What the task asks:
Please give an exact copy of every line from the one holding "Target phrase: mouth" through the final line of the records below.

Data records:

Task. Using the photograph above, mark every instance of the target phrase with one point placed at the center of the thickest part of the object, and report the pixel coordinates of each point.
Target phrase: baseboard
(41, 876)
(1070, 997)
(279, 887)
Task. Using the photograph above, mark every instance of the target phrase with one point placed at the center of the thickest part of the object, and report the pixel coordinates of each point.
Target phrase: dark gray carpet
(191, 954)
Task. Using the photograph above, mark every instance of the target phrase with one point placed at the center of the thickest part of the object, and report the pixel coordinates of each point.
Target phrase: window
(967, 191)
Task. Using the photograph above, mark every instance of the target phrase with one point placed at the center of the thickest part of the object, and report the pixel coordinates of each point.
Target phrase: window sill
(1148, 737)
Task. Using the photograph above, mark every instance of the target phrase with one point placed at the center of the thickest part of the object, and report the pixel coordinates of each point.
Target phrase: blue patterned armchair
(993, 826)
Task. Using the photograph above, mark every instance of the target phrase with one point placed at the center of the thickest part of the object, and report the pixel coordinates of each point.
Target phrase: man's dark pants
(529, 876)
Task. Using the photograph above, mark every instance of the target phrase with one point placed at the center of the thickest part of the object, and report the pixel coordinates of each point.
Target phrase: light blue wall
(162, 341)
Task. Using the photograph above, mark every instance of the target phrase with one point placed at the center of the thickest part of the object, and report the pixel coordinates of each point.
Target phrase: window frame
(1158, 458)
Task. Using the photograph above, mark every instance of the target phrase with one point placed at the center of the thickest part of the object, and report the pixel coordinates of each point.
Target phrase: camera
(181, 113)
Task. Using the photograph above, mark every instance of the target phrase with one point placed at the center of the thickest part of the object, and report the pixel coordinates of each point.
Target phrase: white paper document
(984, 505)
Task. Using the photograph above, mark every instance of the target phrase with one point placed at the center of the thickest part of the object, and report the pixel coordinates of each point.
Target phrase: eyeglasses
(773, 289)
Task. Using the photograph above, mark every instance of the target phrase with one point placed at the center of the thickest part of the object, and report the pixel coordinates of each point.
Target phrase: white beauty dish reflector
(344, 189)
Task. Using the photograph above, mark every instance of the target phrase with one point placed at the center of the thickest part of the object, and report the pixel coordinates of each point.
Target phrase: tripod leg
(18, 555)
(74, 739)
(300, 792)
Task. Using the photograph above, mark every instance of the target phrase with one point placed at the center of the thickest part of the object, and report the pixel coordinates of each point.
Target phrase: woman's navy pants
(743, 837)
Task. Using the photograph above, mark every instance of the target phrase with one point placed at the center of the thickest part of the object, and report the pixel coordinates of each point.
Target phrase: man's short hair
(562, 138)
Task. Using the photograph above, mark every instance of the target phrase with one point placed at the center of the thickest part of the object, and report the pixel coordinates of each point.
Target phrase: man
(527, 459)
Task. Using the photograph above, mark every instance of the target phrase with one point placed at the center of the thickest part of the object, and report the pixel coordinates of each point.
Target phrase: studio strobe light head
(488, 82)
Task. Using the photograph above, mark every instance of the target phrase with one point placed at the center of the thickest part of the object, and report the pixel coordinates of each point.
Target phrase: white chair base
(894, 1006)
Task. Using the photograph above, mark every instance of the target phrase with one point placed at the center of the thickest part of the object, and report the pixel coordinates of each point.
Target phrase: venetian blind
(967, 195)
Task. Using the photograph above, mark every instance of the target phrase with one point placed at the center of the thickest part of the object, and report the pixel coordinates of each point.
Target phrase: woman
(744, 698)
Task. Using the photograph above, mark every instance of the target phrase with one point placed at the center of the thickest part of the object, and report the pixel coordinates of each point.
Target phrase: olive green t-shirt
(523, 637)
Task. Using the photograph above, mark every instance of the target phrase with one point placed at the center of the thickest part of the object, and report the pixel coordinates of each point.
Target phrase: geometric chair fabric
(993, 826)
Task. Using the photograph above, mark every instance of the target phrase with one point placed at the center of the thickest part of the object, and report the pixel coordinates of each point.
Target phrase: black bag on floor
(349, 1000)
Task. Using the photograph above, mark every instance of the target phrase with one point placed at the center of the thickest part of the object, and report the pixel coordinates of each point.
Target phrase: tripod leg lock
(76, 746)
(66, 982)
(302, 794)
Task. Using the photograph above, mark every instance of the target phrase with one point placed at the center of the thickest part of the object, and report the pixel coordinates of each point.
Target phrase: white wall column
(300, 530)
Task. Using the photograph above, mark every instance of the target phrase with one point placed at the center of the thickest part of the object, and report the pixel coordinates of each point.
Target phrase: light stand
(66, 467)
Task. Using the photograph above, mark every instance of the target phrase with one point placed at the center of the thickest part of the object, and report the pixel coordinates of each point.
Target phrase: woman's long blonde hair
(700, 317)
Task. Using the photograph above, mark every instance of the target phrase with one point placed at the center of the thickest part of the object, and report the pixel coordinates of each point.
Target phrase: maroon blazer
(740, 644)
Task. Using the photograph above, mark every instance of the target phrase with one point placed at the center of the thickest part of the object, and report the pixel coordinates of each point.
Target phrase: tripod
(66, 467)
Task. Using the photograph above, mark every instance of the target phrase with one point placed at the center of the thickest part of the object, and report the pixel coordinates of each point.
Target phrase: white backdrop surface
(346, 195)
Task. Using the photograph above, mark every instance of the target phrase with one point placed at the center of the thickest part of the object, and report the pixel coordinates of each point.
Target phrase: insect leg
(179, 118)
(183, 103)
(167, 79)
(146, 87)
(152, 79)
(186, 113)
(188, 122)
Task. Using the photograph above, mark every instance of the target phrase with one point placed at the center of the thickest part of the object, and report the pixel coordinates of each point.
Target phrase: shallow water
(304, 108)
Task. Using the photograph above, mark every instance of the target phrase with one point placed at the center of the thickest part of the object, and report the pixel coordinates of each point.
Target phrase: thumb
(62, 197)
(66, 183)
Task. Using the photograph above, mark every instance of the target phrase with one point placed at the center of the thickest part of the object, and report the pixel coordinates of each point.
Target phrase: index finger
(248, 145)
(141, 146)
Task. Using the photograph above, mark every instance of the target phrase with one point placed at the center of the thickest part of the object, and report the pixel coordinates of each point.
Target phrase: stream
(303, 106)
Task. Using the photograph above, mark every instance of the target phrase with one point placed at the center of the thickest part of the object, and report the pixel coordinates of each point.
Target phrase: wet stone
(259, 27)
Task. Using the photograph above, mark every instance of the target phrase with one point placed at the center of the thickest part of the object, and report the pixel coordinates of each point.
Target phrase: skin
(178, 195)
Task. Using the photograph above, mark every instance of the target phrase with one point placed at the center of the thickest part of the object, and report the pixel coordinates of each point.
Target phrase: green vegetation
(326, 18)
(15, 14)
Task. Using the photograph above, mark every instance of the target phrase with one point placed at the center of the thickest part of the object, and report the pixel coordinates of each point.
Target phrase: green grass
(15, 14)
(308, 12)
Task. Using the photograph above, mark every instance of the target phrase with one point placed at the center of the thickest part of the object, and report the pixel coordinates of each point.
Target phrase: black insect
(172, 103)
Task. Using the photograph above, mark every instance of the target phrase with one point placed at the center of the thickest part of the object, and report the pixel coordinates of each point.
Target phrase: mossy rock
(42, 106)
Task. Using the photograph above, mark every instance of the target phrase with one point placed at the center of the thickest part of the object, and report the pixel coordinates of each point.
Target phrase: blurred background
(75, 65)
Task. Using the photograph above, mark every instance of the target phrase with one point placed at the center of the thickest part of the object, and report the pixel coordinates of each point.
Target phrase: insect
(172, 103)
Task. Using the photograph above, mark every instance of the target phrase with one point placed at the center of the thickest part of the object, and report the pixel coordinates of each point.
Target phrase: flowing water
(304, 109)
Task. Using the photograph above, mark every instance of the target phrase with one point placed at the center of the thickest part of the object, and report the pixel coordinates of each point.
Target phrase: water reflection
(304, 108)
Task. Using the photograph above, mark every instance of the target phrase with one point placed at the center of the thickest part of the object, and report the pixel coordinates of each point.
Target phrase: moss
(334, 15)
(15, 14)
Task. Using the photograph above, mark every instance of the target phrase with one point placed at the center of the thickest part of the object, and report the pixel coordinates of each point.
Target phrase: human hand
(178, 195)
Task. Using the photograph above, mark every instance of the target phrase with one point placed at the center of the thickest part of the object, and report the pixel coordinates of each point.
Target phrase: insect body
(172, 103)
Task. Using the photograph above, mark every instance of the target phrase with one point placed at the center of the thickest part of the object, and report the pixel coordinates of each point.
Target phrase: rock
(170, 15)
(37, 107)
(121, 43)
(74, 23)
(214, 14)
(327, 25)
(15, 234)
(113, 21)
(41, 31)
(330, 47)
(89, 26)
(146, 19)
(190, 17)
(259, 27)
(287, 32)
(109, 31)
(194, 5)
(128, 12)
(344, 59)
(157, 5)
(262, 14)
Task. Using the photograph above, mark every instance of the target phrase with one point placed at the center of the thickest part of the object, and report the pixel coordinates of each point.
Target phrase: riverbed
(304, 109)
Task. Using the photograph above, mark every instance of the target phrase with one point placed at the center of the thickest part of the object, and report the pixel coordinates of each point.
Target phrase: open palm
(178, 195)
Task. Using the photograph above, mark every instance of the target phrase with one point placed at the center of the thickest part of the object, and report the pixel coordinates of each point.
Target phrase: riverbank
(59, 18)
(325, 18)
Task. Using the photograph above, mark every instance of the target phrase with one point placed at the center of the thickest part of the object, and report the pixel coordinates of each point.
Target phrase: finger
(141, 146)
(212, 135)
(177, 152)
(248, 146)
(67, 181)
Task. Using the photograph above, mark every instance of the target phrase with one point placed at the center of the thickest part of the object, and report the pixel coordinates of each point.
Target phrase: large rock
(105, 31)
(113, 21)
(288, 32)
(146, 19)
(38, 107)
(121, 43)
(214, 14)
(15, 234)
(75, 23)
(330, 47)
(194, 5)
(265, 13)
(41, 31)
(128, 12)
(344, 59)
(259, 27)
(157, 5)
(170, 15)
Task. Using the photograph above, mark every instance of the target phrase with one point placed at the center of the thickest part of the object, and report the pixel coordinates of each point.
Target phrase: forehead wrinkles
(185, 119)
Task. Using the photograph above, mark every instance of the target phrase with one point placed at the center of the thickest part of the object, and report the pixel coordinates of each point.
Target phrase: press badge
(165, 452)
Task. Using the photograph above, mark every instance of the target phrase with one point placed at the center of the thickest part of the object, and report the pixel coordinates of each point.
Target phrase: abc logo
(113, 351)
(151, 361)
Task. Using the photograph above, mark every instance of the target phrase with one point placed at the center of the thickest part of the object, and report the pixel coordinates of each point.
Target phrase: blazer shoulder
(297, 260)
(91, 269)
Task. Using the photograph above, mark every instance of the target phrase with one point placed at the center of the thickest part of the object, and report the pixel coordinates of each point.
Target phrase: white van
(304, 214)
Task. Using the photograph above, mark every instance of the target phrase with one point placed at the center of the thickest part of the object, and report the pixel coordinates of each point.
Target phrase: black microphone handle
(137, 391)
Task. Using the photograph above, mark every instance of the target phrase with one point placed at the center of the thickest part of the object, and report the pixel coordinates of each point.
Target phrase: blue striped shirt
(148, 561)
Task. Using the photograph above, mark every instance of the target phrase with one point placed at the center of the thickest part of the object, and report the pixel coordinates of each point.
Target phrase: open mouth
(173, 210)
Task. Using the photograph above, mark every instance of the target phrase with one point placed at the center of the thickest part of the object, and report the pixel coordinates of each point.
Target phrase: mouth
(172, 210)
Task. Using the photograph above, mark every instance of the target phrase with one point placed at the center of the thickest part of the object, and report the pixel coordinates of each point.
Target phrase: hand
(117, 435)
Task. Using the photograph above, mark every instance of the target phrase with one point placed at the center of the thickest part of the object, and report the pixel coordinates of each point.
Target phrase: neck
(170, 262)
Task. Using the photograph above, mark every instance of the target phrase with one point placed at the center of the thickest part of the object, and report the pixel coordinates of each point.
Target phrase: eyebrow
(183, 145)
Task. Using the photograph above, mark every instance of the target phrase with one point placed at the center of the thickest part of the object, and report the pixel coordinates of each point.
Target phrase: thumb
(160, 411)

Solution for this exercise:
Target phrase: mouth
(172, 210)
Task. Using the photograph above, mark every instance of the target phrase with one point placed at the center of the thickest part of the object, and report the pixel coordinates of each point.
Target phrase: hand
(117, 435)
Task. Using the photograph above, mark every instance of the target phrase with one point placed at the center of the thickest part of the object, and report the pixel coordinates of each point.
Target phrase: neck
(170, 262)
Task. Using the photograph above, mark every instance of the target phrase with one point placed at the center of the thickest part of the object, and report the pixel coordinates of each point.
Target phrase: eyebrow
(183, 145)
Task. Using the photograph above, mark every instance of the target phrase with one point placed at the center of the thickest part of the object, and report the pixel coordinates of each point.
Target phrase: thumb
(160, 411)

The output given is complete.